__Written tasks__:
**A.** Answer these questions from the U.S. v. Arnold court opinion below.
(i) Which judge delivered the opinion of the court?
(ii) At what time did Tamica Gordon call 911?
(iii) At what address did the officers arrive?
**B.** Carry on the U.S. v. Arnold court opinion below, picking up after its last sentence.

+++ Reading text +++

U.S. v. Arnold

Citation486 F.3d 177
Decision Date18 May 2007
Docket NumberNo. 04-5384.,04-5384.
PartiesUNITED STATES of America, Plaintiff-Appellee, v. Joseph ARNOLD, Defendant-Appellant.
CourtUnited States Courts of Appeals. United States Court of Appeals (6th Circuit)

ARGUED: Robert C. Brooks, Memphis, Tennessee, for Appellant. Joseph C. Wyderko, United States Department of Justice, Washington, D.C., for Appellee. ON BRIEF: Robert C. Brooks, Memphis, Tennessee, for Appellant. Joseph C. Wyderko, United States Department of Justice, Washington, D.C., David N. Pritchard, Assistant United States Attorney, Memphis, Tennessee, for Appellee.

Before BOGGS, Chief Judge; MARTIN, BATCHELDER, DAUGHTREY, MOORE, COLE, CLAY, GILMAN, ROGERS, SUTTON, COOK, McKEAGUE, and GRIFFIN, Circuit Judges.*

SUTTON, J., delivered the opinion of the court, in which BOGGS, C.J., BATCHELDER, DAUGHTREY, ROGERS, COOK, and McKEAGUE, JJ., joined, and in which GRIFFIN, J., joined except with respect to Sections IV.A.2., V., and VI. CLAY (p. 196) and GRIFFIN (pp. 196-202), JJ., delivered separate opinions concurring in part and dissenting in part. Judge CLAY joins Judge Griffin's opinion except with respect to Section II. of the opinion, and joins Section IV. of Judge Moore's dissenting opinion. MOORE, J. (pp. 202-17), delivered a separate dissenting opinion, in which MARTIN, COLE, and GILMAN, JJ., joined.

OPINION

SUTTON, Circuit Judge.

Joseph Arnold challenges his felon-in-possession-of-a-firearm conviction, contending that the evidence does not support the verdict, that the district court violated his Confrontation Clause rights by admitting testimonial hearsay and that the district court made several erroneous evidentiary rulings during the course of the trial. We affirm.

I.

At 7:43 a.m. on September 19, 2002, Tamica Gordon called 911 and told the emergency operator: "I need police.... Me and my mama's boyfriend got into it, he went in the house and got a pistol, and pulled it out on me. I guess he's fixing to shoot me, so I got in my car and [inaudible] left. I'm right around the corner from the house." Gordon identified her mother's boyfriend as Joseph Arnold, a convicted murderer whom the State had recently released from prison.

About five minutes after the dispatcher told three police officers about Gordon's call, the officers arrived at 1012 Oak View, the residential address that Gordon had provided to the 911 operator. Gordon exited her car and approached the officers, "crying," "hysterical," "visibly shaken and upset," and exclaimed that Arnold had pulled a gun on her and was trying to kill her. JA 112-14. She described the gun as a "black handgun." JA 127.

+++ Items +++

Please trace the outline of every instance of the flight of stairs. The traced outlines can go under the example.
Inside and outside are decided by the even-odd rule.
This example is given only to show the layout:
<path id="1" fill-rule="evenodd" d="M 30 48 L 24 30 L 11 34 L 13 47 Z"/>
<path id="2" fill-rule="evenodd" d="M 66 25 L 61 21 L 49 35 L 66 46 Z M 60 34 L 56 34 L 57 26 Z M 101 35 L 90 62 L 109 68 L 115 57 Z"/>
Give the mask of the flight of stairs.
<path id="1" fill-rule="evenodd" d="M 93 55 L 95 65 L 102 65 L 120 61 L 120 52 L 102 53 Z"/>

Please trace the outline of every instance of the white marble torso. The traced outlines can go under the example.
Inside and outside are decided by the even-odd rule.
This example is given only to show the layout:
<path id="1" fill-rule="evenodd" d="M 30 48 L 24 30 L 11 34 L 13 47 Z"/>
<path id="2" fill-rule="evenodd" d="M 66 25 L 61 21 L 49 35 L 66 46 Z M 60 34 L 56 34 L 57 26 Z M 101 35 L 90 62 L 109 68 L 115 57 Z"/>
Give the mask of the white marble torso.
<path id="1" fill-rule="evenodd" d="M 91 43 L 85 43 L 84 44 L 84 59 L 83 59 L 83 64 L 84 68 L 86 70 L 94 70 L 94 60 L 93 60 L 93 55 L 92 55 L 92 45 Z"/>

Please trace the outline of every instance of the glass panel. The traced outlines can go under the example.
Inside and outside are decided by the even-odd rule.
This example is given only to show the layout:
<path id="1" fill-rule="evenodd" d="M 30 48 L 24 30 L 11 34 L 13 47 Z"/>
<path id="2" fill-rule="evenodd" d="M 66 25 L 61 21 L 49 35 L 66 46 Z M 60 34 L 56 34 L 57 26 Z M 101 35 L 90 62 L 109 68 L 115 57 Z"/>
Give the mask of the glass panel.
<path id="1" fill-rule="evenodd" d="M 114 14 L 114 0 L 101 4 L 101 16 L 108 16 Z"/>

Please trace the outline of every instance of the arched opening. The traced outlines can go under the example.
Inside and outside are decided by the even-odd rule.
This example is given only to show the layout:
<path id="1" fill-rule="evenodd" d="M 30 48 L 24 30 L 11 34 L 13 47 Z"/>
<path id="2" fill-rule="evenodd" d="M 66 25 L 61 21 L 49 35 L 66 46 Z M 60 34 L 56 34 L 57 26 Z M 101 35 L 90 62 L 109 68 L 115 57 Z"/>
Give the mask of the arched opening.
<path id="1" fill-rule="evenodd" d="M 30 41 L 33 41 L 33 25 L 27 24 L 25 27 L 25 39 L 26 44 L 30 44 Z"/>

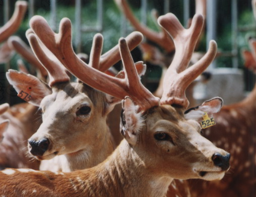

+++

__Answers in order__:
**A.**
(i) Judge Sutton delivered the opinion of the court.
(ii) She called at 7:43 a.m. on September 19, 2002.
(iii) The officers arrived at 1012 Oak View.

**B.**
Soon after the officers arrived, Arnold returned to the scene in a car driven and owned by Gordon's mother. Gordon became visibly anxious again, exclaiming, "that's him, that's the guy that pulled the gun on me, Joseph Arnold, that's him." JA 115. She also told the officers that "he's got a gun on him." JA 116. Arnold exited the car, and the police patted him down to determine if he was carrying a weapon. When the pat-down did not produce a weapon, the officers asked Gordon's mother for permission to search the car. She consented, and the officers found a black handgun inside a clear, plastic bag directly under the passenger seat where Arnold had been sitting.

A grand jury charged Arnold with being a felon in possession of a firearm. See 18 U.S.C. § 922(g)(1). When Gordon did not appear to testify at Arnold's trial in response to a government subpoena, the district court ruled (1) that the government could admit a redacted recording of the 911 call (without the reference to Arnold as a convicted murderer) and Gordon's two statements at the scene under the "excited utterance" exception to the hearsay rule and (2) that the applicability of this well-established hearsay exception authorized the introduction of this evidence under the Confrontation Clause. The district court also declined to admit a statement from a private investigator hired by Arnold to the effect that Gordon had told the investigator, eight months after the incident, that she did not see Arnold with a gun. The jury found Arnold guilty of the single charge.

II.

Arnold challenges the sufficiency of the evidence with regard to just one element of the crime: Did he possess a firearm? The jury heard several pieces of evidence that, when "view[ed] . . . in the light most favorable to the government," would allow it to conclude just that. United States v. Morrow, 977 F.2d 222, 230 (6th Cir.1992) (en banc); see Jackson v. Virginia, 443 U.S. 307, 319, 99 S.Ct. 2781, 61 L.Ed.2d 560 (1979); see also United States v. Aarons, 718 F.2d 188, 189 n. 1 (6th Cir.1983) ("Where the sufficiency of the evidence is properly before us, we consider that issue first because it is determinative of whether" the Double Jeopardy Clause prevents "the appellant [from] be[ing] retried.").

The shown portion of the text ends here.